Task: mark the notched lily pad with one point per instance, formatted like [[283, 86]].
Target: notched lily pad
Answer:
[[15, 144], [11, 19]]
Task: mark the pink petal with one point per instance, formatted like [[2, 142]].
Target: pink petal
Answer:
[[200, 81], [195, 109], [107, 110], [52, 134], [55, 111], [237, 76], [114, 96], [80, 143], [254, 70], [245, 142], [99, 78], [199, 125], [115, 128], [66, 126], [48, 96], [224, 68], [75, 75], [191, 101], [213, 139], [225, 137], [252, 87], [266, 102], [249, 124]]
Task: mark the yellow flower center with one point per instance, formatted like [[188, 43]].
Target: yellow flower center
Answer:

_____

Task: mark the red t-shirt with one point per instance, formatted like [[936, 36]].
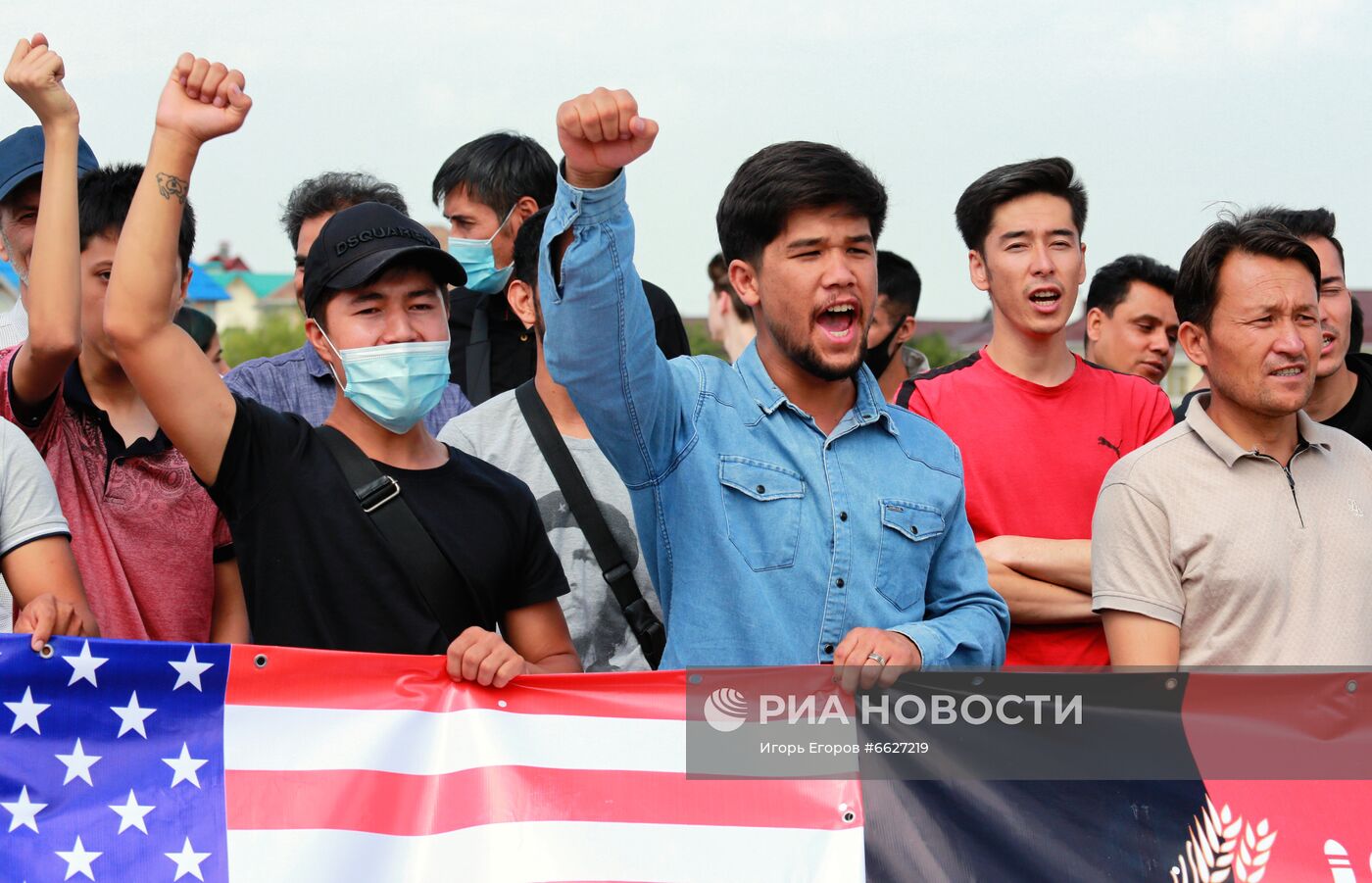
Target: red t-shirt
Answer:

_____

Convert the entries from the line containing "Task: mark the notched" through the line containing "[[15, 144], [11, 19]]", both included, into a JSON list of strings with one string per line, omitting any blank lines.

[
  "Task: mark the notched lily pad with one point per instance, formatted like [[283, 86]].",
  "Target: notched lily pad",
  "Answer:",
  "[[15, 144], [11, 19]]"
]